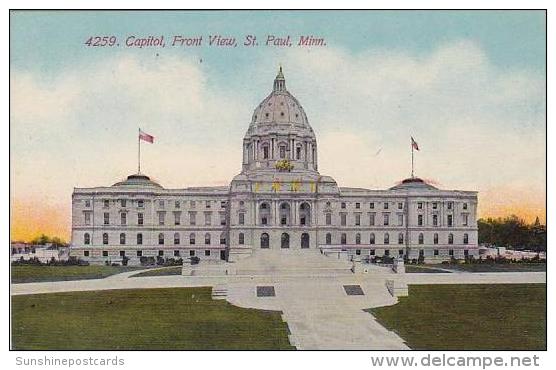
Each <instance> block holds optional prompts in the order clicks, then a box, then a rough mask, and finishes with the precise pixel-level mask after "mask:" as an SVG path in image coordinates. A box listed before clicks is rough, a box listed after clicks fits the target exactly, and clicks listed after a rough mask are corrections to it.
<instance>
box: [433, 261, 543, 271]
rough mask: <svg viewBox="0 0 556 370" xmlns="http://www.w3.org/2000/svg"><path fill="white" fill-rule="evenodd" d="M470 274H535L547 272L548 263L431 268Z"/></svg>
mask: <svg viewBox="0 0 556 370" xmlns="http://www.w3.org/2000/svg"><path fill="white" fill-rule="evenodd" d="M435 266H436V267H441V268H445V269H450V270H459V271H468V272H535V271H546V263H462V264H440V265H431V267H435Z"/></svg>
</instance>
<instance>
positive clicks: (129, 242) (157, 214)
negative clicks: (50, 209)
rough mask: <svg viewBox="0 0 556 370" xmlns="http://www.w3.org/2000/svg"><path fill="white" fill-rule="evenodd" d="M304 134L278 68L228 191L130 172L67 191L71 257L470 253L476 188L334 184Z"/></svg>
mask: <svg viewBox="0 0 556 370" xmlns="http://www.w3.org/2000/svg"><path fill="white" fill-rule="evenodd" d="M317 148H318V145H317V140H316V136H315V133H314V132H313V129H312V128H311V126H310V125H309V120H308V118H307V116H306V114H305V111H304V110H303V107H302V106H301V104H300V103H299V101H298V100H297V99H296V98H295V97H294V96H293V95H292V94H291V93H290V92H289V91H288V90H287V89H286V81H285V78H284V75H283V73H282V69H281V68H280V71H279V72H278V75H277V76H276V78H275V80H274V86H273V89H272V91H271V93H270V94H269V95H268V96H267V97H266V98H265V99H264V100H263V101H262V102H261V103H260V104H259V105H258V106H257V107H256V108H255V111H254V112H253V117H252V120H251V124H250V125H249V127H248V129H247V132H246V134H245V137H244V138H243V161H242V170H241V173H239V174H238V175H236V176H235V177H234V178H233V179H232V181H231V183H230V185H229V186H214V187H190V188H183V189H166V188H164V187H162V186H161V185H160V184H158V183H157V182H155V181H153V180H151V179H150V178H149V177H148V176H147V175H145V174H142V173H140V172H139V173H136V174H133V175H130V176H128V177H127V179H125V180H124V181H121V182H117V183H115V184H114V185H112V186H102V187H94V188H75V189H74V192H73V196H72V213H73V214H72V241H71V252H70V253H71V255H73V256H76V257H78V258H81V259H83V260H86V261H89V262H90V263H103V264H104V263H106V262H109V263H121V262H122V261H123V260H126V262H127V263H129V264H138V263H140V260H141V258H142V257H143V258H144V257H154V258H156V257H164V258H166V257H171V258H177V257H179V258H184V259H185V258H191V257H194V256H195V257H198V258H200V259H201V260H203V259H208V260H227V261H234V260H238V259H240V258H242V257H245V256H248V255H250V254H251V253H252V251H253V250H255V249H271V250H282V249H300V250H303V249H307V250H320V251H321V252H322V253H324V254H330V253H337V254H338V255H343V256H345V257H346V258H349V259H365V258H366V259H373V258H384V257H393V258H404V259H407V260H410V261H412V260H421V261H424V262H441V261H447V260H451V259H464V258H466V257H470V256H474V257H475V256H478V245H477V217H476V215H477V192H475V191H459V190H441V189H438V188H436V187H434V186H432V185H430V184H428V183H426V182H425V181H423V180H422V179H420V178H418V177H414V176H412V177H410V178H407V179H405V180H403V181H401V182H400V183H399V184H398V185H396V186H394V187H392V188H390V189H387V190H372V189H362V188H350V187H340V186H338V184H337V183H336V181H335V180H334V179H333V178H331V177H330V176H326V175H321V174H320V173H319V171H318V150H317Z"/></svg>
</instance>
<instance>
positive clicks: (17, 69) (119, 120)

•••••

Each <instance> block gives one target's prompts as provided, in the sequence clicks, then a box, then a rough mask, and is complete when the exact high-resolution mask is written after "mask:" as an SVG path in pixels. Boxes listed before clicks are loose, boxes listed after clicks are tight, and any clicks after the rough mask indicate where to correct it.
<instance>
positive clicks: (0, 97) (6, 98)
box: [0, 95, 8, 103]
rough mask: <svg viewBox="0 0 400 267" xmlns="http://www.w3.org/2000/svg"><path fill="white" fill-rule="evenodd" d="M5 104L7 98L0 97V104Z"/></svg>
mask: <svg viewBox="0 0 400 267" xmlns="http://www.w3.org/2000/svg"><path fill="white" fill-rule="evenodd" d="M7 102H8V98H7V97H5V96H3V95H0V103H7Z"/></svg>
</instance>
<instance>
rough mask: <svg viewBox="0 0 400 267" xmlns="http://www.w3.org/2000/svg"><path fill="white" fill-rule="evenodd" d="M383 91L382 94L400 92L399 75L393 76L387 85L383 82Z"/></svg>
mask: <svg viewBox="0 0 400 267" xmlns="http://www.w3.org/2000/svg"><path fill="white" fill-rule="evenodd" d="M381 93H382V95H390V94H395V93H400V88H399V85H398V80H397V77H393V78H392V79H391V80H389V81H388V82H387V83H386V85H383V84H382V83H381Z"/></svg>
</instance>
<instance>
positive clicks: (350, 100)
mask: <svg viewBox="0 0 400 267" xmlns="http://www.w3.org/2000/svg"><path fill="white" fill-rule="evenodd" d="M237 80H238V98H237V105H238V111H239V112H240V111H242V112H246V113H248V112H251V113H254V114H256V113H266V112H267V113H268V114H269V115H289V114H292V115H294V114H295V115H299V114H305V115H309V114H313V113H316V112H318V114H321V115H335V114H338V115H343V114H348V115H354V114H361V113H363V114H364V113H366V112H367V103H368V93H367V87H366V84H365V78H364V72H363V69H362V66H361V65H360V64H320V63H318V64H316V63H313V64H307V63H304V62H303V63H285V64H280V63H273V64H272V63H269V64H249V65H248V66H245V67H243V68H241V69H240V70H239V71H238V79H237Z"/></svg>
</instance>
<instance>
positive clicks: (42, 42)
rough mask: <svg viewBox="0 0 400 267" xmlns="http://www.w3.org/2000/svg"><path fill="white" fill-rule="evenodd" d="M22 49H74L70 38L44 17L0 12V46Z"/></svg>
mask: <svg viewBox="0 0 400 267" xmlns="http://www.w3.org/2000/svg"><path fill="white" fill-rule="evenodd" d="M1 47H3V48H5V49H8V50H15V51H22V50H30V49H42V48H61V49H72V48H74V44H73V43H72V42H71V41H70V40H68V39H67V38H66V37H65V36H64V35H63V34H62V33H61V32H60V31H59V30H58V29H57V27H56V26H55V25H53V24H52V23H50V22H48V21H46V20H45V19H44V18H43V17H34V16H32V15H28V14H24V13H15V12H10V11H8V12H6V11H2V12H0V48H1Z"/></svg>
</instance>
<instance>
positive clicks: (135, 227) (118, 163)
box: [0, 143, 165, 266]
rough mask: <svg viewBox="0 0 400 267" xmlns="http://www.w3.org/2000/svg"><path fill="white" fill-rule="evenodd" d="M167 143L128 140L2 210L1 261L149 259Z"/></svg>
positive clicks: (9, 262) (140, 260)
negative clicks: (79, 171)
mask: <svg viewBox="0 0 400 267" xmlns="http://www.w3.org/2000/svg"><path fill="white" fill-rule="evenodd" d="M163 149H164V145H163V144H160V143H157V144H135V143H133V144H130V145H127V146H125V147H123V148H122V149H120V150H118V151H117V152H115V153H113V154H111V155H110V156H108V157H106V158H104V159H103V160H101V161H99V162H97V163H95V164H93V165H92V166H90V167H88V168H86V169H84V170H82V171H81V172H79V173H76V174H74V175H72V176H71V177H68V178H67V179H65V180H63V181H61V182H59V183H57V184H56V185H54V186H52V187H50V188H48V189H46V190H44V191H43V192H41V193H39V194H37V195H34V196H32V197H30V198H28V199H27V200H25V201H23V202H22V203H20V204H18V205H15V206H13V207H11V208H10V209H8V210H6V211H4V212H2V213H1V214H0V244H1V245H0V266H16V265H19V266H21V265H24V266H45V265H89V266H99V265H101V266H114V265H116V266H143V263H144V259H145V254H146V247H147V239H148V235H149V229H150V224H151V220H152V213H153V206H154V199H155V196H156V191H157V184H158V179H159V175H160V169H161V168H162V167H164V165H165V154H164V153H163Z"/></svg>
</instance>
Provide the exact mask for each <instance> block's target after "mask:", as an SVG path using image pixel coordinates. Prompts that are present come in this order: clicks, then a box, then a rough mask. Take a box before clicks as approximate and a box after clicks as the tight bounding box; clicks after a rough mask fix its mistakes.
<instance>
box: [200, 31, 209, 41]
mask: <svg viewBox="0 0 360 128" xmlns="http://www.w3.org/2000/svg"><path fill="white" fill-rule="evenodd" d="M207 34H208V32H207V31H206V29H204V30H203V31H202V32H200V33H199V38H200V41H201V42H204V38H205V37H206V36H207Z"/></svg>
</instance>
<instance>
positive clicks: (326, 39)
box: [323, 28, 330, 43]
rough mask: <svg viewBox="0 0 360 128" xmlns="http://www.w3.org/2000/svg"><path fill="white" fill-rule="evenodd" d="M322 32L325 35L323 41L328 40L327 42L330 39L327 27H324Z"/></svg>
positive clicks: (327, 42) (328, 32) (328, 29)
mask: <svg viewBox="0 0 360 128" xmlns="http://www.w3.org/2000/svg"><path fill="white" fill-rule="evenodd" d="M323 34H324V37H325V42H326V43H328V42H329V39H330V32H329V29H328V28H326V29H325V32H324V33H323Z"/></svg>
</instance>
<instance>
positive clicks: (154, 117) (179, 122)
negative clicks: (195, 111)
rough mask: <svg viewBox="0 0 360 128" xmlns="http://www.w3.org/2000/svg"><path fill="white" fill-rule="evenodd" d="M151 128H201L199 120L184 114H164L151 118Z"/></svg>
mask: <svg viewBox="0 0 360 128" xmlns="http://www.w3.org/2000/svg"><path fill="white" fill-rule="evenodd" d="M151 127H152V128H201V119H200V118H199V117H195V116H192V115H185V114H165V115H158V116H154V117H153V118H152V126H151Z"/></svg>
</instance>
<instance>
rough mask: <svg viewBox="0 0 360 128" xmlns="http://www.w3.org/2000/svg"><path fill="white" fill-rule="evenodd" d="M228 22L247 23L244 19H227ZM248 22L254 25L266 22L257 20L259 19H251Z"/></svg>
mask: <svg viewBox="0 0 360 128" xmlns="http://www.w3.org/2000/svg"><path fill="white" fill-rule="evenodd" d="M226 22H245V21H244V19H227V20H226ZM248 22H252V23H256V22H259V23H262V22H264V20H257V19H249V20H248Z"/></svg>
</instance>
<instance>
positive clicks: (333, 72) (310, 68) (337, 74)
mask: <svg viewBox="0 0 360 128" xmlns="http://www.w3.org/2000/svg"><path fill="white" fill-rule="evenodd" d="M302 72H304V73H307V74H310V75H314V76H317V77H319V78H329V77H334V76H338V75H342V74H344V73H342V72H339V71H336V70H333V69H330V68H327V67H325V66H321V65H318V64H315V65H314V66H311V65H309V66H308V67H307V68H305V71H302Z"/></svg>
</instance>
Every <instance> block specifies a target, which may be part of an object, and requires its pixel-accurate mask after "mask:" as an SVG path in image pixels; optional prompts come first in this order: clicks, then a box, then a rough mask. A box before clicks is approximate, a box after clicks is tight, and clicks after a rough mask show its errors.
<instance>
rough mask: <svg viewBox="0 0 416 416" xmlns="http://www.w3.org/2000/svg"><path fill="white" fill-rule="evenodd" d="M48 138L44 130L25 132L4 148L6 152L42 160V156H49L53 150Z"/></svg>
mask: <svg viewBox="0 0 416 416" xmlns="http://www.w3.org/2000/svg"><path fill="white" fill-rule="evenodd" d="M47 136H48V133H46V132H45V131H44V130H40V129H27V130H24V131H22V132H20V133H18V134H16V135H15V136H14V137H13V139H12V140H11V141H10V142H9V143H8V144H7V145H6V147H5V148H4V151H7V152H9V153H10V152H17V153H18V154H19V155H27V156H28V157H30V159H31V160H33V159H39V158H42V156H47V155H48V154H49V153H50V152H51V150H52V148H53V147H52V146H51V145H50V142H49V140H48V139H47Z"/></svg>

•••••

▸ What the task asks:
Out of the material above, output word for word the line with "Each <instance> block holds", the line with "negative clicks: (50, 209)", and all lines between them, with nothing else.

▸ Task result:
Each <instance> block holds optional prompts in the order clicks, then a box, then a rough mask, and finishes with the precise pixel-level mask after "mask:" as an SVG path in image coordinates. A box listed before clicks is rough, a box listed after clicks fits the target exactly, and clicks listed after a rough mask are corrections to it.
<instance>
box: [433, 261, 543, 271]
rough mask: <svg viewBox="0 0 556 370" xmlns="http://www.w3.org/2000/svg"><path fill="white" fill-rule="evenodd" d="M470 274H535L547 272L548 263L431 268Z"/></svg>
mask: <svg viewBox="0 0 556 370" xmlns="http://www.w3.org/2000/svg"><path fill="white" fill-rule="evenodd" d="M435 266H436V267H441V268H445V269H450V270H459V271H468V272H535V271H546V263H462V264H440V265H431V267H435Z"/></svg>
</instance>
<instance>
positive clicks: (129, 242) (157, 214)
negative clicks: (50, 209)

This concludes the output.